● **TO DO**: Write out exactly the lines from the one containing "of the castle" through the last line of the records below, including both.

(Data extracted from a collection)
[Start]
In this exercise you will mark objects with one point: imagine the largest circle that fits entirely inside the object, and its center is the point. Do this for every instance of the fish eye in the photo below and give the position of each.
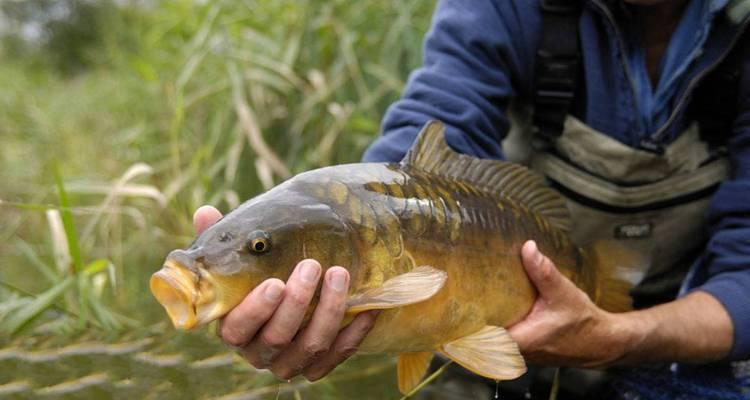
(260, 242)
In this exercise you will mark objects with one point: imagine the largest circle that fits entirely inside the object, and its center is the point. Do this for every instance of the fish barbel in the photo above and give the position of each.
(433, 241)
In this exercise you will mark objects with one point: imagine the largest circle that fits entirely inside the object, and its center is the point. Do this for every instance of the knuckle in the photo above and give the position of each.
(333, 307)
(299, 298)
(314, 349)
(232, 336)
(283, 373)
(273, 340)
(316, 375)
(346, 351)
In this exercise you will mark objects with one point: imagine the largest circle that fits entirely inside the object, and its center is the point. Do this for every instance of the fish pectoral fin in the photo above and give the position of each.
(411, 369)
(417, 285)
(490, 352)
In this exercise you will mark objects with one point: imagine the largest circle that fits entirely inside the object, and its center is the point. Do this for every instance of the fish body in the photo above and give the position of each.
(433, 241)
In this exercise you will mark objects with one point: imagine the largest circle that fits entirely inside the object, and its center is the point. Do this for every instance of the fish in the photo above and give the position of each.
(433, 241)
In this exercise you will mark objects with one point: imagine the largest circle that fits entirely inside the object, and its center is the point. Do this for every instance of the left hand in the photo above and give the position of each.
(564, 327)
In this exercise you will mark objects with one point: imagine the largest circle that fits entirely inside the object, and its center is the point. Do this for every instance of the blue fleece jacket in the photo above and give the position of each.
(479, 57)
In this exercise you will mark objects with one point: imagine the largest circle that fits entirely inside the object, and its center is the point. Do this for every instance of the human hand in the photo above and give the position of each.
(266, 327)
(564, 327)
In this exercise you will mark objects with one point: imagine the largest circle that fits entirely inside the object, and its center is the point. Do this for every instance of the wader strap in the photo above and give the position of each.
(556, 71)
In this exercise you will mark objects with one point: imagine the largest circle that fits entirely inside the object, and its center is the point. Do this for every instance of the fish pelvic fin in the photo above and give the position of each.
(490, 352)
(411, 369)
(417, 285)
(618, 269)
(432, 154)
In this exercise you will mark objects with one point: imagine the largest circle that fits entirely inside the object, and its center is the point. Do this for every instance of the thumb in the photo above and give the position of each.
(542, 272)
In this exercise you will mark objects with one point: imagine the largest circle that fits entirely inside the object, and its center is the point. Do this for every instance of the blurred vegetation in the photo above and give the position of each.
(147, 109)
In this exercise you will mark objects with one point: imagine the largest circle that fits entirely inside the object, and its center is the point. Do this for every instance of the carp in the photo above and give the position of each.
(434, 241)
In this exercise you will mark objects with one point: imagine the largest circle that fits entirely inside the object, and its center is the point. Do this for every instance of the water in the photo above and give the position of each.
(169, 366)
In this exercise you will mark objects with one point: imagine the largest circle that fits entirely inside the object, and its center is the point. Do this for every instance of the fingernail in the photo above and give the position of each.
(338, 280)
(273, 292)
(310, 272)
(537, 255)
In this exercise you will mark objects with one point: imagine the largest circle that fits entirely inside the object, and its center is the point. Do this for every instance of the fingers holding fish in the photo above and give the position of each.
(346, 344)
(562, 314)
(204, 217)
(282, 327)
(316, 338)
(242, 323)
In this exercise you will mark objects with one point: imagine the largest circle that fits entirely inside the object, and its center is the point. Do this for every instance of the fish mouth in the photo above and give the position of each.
(194, 299)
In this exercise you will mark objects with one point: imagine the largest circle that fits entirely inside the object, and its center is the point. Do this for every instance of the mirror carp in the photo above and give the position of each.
(434, 241)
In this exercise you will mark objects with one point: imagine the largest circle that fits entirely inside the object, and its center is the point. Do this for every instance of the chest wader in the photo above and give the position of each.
(652, 200)
(654, 204)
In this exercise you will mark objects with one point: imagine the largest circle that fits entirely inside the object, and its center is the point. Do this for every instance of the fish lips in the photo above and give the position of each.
(174, 286)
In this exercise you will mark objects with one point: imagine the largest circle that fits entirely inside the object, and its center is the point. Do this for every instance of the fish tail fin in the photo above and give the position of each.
(618, 269)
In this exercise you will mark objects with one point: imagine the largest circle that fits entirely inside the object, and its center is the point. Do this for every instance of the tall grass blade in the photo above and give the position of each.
(30, 311)
(37, 262)
(67, 218)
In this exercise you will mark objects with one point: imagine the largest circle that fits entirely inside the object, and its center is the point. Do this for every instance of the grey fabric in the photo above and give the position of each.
(624, 195)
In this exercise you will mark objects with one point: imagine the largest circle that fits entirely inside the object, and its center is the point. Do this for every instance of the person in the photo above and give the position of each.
(631, 156)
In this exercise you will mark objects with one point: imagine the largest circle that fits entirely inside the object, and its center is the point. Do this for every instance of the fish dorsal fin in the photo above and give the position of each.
(490, 352)
(417, 285)
(432, 154)
(411, 368)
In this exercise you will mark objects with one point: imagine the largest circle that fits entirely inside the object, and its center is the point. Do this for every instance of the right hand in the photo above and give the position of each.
(266, 326)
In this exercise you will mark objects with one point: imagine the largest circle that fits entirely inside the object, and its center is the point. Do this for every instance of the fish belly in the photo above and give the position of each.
(481, 289)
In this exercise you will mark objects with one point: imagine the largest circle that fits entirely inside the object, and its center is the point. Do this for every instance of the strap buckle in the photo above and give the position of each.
(560, 6)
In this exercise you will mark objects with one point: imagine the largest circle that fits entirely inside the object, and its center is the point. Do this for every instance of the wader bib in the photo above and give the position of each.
(654, 204)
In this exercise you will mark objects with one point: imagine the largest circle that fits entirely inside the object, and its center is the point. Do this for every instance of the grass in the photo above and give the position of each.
(173, 105)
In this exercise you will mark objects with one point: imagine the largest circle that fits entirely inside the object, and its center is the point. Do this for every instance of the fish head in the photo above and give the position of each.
(264, 238)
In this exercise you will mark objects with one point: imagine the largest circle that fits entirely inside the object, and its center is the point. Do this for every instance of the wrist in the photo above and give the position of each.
(629, 332)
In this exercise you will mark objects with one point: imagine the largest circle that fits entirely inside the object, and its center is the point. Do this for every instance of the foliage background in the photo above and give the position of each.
(147, 109)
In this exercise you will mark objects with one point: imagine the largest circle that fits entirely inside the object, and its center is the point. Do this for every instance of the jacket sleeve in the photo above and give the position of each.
(478, 56)
(727, 257)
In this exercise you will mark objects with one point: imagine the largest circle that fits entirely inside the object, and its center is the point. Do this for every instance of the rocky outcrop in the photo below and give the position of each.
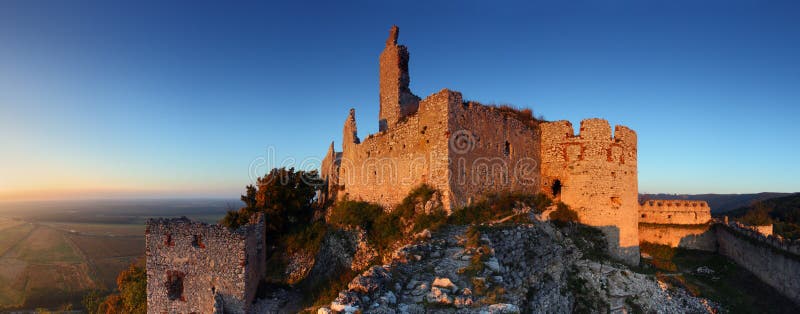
(531, 268)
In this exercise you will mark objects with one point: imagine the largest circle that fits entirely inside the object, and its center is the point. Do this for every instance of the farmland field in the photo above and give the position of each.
(51, 256)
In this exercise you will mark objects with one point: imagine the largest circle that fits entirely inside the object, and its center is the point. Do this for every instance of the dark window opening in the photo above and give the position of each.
(175, 285)
(556, 188)
(197, 241)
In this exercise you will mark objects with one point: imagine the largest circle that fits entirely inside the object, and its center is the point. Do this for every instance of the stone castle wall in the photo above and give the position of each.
(596, 174)
(396, 99)
(193, 267)
(695, 237)
(385, 167)
(490, 151)
(677, 223)
(774, 261)
(678, 212)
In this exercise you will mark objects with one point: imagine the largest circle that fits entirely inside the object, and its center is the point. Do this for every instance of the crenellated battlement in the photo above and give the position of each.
(675, 212)
(593, 129)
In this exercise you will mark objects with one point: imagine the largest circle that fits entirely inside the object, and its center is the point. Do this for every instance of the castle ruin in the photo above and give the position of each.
(465, 149)
(193, 267)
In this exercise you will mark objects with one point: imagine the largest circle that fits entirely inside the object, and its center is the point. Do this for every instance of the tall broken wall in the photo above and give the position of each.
[End]
● **TASK RESPONSE**:
In this exercise you will mark objects with one point: imagine the largest circle that fits entirely inside the object, and its center is the point. Do this for every instance of the castle ruin in the photo above and give the position of each.
(465, 149)
(193, 267)
In this exercise you will mark objects with one point: imagine the largest circle that fits entirely inside the object, and its center is the point. Do this for every instance of the tall broken wall in the photo above and give the position of each.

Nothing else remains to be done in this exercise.